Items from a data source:
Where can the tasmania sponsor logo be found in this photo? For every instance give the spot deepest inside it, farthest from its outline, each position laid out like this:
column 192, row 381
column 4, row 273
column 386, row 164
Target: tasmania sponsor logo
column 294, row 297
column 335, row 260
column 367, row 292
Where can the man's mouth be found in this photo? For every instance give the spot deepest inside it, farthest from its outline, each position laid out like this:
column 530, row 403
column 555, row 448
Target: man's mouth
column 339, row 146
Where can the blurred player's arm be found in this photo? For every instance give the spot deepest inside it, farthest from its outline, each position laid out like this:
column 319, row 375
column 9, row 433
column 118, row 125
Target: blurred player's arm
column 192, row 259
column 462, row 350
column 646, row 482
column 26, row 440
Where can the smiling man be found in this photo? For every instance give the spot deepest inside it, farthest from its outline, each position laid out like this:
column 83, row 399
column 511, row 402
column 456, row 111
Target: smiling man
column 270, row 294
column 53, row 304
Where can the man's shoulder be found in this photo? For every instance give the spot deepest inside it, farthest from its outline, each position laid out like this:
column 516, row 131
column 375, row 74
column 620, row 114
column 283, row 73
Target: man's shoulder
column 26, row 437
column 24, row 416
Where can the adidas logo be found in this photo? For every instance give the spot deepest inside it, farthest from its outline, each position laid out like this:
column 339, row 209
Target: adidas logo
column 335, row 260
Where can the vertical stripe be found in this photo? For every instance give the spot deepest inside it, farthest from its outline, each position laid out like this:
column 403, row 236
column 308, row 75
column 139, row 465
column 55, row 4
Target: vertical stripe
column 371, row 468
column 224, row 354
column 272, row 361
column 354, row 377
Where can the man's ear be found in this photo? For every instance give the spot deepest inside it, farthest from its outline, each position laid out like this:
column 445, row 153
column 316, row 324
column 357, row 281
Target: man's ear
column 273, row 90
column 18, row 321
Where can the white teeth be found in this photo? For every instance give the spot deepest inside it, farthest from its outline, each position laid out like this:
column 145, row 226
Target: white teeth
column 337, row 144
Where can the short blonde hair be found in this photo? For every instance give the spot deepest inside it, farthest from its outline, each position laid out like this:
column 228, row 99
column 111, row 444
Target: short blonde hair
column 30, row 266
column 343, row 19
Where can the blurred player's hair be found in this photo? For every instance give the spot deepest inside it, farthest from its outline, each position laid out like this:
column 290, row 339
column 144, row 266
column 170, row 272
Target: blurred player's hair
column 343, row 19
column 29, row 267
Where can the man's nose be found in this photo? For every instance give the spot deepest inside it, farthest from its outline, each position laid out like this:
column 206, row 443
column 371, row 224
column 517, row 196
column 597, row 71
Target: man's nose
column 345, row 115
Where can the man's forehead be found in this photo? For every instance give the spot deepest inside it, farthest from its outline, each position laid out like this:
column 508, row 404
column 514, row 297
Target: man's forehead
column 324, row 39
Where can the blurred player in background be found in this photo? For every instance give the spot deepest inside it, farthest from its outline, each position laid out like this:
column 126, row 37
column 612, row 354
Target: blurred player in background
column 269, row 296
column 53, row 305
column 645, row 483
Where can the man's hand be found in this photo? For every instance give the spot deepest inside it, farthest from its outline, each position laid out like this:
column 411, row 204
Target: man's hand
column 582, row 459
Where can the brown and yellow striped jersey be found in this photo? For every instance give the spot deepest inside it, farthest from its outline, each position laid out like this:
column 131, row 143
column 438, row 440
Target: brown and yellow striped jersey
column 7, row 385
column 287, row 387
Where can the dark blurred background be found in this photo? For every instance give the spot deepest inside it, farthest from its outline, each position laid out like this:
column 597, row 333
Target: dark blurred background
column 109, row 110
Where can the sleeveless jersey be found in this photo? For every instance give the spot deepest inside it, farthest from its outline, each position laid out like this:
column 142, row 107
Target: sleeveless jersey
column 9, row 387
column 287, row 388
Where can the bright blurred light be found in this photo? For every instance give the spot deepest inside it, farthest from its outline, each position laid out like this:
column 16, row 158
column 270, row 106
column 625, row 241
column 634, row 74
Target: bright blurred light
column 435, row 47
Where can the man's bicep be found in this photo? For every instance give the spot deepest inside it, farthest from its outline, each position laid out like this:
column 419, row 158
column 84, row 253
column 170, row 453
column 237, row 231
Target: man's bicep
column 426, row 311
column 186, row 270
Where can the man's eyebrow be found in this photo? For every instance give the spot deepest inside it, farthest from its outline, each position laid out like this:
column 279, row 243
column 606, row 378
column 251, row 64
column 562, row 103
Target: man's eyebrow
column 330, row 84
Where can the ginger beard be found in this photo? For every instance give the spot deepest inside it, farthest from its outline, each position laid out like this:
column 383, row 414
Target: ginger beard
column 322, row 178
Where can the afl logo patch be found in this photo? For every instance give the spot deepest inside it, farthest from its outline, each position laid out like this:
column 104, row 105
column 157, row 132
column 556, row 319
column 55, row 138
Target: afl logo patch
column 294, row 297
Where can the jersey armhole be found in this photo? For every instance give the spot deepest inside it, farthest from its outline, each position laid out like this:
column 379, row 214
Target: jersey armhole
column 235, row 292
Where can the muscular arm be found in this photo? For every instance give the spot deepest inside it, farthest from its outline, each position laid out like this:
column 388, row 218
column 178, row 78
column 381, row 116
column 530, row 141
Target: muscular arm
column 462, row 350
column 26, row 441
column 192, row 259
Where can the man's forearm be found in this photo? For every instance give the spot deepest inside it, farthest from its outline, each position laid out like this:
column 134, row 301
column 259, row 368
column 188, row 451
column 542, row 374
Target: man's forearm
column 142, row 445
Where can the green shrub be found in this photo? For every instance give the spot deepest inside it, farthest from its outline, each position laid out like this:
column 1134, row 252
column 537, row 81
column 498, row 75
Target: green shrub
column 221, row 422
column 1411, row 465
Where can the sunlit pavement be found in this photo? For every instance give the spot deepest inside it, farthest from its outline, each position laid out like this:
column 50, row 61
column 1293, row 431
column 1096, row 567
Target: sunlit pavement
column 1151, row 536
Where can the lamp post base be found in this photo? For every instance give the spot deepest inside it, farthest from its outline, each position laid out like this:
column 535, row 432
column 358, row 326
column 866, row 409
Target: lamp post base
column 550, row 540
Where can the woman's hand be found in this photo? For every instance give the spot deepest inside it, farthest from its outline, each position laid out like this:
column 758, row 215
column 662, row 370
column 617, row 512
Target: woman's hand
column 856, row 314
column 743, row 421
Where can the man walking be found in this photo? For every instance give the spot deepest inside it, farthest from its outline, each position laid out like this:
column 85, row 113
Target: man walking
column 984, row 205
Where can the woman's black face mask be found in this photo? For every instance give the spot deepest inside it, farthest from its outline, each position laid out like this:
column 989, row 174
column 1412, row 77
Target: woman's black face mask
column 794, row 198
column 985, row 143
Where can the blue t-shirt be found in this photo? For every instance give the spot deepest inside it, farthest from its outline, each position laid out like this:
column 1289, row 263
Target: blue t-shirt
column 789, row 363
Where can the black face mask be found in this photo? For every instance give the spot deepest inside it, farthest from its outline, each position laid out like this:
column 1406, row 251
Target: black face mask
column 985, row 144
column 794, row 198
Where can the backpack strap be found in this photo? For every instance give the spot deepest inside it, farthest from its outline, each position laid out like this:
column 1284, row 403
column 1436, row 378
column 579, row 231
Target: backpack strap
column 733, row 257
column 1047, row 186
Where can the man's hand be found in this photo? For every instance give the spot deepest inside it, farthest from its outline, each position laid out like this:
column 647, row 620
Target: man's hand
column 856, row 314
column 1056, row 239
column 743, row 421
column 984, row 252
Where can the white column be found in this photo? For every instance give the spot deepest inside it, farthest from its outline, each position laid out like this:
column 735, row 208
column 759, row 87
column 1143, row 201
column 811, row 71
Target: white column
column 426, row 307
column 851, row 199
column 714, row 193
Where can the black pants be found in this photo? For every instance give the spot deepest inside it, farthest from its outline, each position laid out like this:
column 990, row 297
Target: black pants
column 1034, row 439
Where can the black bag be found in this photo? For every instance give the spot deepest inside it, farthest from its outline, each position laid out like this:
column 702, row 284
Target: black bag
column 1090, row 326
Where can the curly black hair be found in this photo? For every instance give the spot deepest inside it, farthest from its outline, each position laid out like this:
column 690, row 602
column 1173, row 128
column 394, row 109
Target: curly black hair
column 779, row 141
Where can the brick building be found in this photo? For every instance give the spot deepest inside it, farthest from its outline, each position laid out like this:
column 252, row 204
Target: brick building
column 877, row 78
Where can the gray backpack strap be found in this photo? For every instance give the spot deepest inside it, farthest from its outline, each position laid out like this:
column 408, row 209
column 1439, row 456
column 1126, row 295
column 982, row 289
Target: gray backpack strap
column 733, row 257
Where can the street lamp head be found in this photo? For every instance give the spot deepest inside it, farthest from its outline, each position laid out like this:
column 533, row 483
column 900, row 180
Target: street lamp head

#### [WHAT NEEDS TO BE DONE]
Will you return exactly the lines above from the one with "column 408, row 209" down to the one with "Where can the street", counting both as part of the range?

#### [WRITTEN ANSWER]
column 408, row 209
column 1439, row 456
column 1126, row 295
column 982, row 289
Target: gray backpack strap
column 733, row 257
Where can the street lamp head be found in this photo? For every instance give the spot deepest inside it, farthest from its outline, each position laid out like this:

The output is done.